- TEXTE DE L'EXERCICE
Le Blog
Gallica
La Bibliothèque numérique
de la BnF et de ses partenaires

Apogée et déclin de l’industrie textile à Lille, Roubaix et Tourcoing au 20e siècle

0

Après un âge d'or au début du XXe siècle, l'industrie textile se maintient durant l'entre-deux-guerre et connaît des restructurations importantes après 1945 avant d'entrer dans une crise grave à la fin des trente glorieuses. La cause principale de cette crise est l'émergence d'une production textile massive dans différents pays du monde, notamment en Asie. Seules subsistent aujourd'hui sur le territoire des productions hauts de gamme ou faisant appel à des technologies de pointe.

L’usine Motte-Bossut en 1990, durant les travaux de réhabilitation. Bibliothèque numérique de Roubaix

Fermée en 1981, cette gigantesque usine textile abrite depuis 1993 le centre des archives nationales du monde du travail. Le bâtiment est classé monument historique.

L’accumulation croissante de capitaux depuis le 18e siècle permet le financement de la mécanisation et l’augmentation continue de la production. Les entreprises ainsi créées se transmettent génération après génération sur de longues durées, les fils succédant aux pères sans utiliser le capital familial pour se lancer dans d’autres professions. Ce phénomène dynastique permet un amortissement sur le temps long des investissements, notamment l’achat des machines.

- QUESTIONS À TRAITER
1 > Relevez, dans l'ordre où elles apparaissent, toutes les années écrites en chiffres dans le texte sur l'industrie textile, sans compter les siècles.
2 > Recopiez tout le passage du texte sur l'industrie textile, depuis « Apogée et déclin » jusqu'à « classé monument historique. » inclus.
3 > Prolongez le texte sur l'industrie textile à partir de sa dernière phrase.

- LES DONNÉES
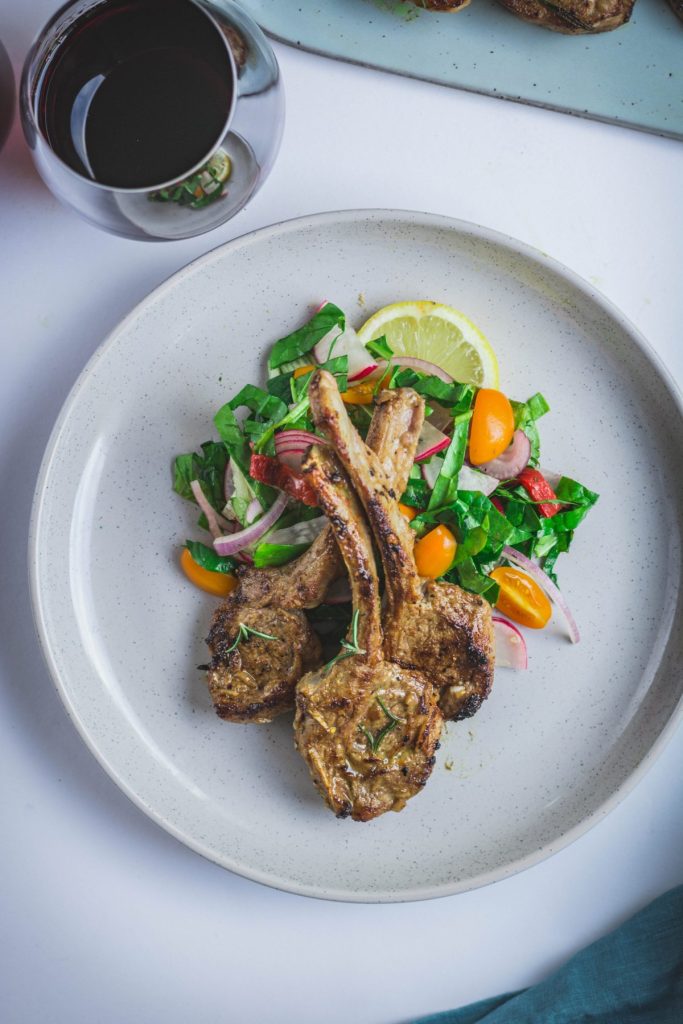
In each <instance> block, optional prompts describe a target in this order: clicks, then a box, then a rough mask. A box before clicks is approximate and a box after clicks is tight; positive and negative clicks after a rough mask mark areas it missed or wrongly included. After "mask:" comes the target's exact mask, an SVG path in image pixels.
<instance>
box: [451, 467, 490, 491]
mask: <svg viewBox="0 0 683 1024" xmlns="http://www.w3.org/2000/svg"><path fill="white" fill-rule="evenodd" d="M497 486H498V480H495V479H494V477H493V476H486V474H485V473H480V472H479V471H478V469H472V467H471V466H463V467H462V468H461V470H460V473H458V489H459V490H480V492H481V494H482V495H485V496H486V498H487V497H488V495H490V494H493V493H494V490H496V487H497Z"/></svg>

==

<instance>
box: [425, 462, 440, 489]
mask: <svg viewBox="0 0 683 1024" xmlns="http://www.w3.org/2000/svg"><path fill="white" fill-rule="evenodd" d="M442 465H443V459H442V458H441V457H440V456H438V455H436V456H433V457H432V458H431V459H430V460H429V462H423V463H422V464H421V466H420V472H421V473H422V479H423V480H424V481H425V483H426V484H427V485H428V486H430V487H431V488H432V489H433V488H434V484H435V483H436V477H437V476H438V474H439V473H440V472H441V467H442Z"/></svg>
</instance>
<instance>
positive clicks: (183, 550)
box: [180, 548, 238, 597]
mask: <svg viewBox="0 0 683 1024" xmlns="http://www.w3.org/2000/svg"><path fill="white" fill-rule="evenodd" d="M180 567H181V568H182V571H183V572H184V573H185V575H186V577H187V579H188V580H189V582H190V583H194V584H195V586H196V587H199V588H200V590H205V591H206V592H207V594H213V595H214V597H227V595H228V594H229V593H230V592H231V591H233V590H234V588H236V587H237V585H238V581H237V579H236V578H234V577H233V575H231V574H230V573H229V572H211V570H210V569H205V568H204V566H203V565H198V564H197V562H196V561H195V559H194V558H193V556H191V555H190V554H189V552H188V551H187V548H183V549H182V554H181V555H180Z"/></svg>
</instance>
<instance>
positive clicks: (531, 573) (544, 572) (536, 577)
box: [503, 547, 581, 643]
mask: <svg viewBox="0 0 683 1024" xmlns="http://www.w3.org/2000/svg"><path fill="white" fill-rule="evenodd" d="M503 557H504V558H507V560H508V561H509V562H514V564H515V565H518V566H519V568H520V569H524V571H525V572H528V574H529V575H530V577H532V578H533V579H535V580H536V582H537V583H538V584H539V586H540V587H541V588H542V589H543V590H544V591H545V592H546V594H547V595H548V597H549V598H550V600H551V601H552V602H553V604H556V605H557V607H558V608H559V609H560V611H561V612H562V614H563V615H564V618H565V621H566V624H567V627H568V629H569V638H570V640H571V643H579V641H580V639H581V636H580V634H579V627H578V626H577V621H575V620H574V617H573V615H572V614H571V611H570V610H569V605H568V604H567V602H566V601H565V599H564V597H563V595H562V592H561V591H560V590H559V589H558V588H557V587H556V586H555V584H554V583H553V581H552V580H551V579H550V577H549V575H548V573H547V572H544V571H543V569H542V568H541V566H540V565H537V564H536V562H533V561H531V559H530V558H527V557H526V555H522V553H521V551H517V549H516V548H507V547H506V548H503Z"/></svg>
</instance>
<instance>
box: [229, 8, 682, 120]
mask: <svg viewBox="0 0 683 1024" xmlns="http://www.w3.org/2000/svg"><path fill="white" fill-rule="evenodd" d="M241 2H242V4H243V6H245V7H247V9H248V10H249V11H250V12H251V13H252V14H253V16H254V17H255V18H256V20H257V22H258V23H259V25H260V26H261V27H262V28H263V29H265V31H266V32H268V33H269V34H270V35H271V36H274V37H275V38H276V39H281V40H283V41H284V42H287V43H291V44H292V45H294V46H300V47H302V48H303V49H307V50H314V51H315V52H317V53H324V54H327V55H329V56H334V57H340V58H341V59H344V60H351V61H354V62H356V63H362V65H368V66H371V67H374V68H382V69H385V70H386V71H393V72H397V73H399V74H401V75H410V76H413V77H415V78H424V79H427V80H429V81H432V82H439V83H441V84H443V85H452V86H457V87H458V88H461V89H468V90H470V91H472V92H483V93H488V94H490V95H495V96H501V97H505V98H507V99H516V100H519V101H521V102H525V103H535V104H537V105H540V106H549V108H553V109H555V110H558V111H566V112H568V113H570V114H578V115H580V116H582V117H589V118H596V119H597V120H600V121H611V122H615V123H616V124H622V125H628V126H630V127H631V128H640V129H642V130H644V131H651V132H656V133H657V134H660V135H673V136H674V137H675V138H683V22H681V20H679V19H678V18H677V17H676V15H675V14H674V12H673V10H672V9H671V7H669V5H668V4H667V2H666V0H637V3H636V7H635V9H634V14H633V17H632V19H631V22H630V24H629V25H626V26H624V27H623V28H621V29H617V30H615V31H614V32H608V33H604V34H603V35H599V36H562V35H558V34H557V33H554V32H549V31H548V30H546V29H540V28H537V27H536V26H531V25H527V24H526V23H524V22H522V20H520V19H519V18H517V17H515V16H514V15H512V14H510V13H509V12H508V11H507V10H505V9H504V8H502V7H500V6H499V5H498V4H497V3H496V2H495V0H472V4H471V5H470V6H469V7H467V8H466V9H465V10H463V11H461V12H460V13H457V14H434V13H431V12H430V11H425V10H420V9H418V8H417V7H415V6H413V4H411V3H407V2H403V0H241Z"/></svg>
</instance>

- RÉPONSES ATTENDUES
1 > 1945, 1990, 1981, 1993

2 >
Apogée et déclin de l’industrie textile à Lille, Roubaix et Tourcoing au 20e siècle

0

Après un âge d'or au début du XXe siècle, l'industrie textile se maintient durant l'entre-deux-guerre et connaît des restructurations importantes après 1945 avant d'entrer dans une crise grave à la fin des trente glorieuses. La cause principale de cette crise est l'émergence d'une production textile massive dans différents pays du monde, notamment en Asie. Seules subsistent aujourd'hui sur le territoire des productions hauts de gamme ou faisant appel à des technologies de pointe.

L’usine Motte-Bossut en 1990, durant les travaux de réhabilitation. Bibliothèque numérique de Roubaix

Fermée en 1981, cette gigantesque usine textile abrite depuis 1993 le centre des archives nationales du monde du travail. Le bâtiment est classé monument historique.

3 >
 

Achille Lecointre, Réglage des métiers à tisser mécaniques : traité pratique destiné aux manufacturiers, directeurs et contremaîtres de tissage,1905

L’industrie textile de la métropole est dirigée par un dense réseau de familles patronales alliées entre elles et gérant de vastes firmes intégrant de nombreuses étapes de la chaîne de production : négoce de la matière première, peignage de la laine, filage, tissage, apprêts, teinture, production des produits chimiques nécessaires au traitement… A Lille, en 1869 l’entreprise Wallaert frères possède 9 usines dans les environs assurant le filage, le tissage, la teinture, l’apprêt du coton et même la confection.  En 1914 à Roubaix, les établissements Alfred Motte et Cie emploient 7 000 salariés, dont 70 % à Roubaix répartis dans une dizaine d’usines. Les autres sites du groupe sont situés en France, en Belgique, en Pologne et en Russie. Seule la conception et la production des machines n’est pas intégrée et les industriels de la métropole restent dépendants des fournisseurs anglais et allemands. Les innovations sont régulières en ce domaine et s’assurer l’exclusivité des machines les plus performantes permet d’augmenter la productivité.

Sortie d’ouvriers du peignage de laine Alfred Motte à Roubaix en 1910. Bibliothèque numérique de Roubaix
Le peignage Alfred Motte emploie 1 600 ouvriers en 1914.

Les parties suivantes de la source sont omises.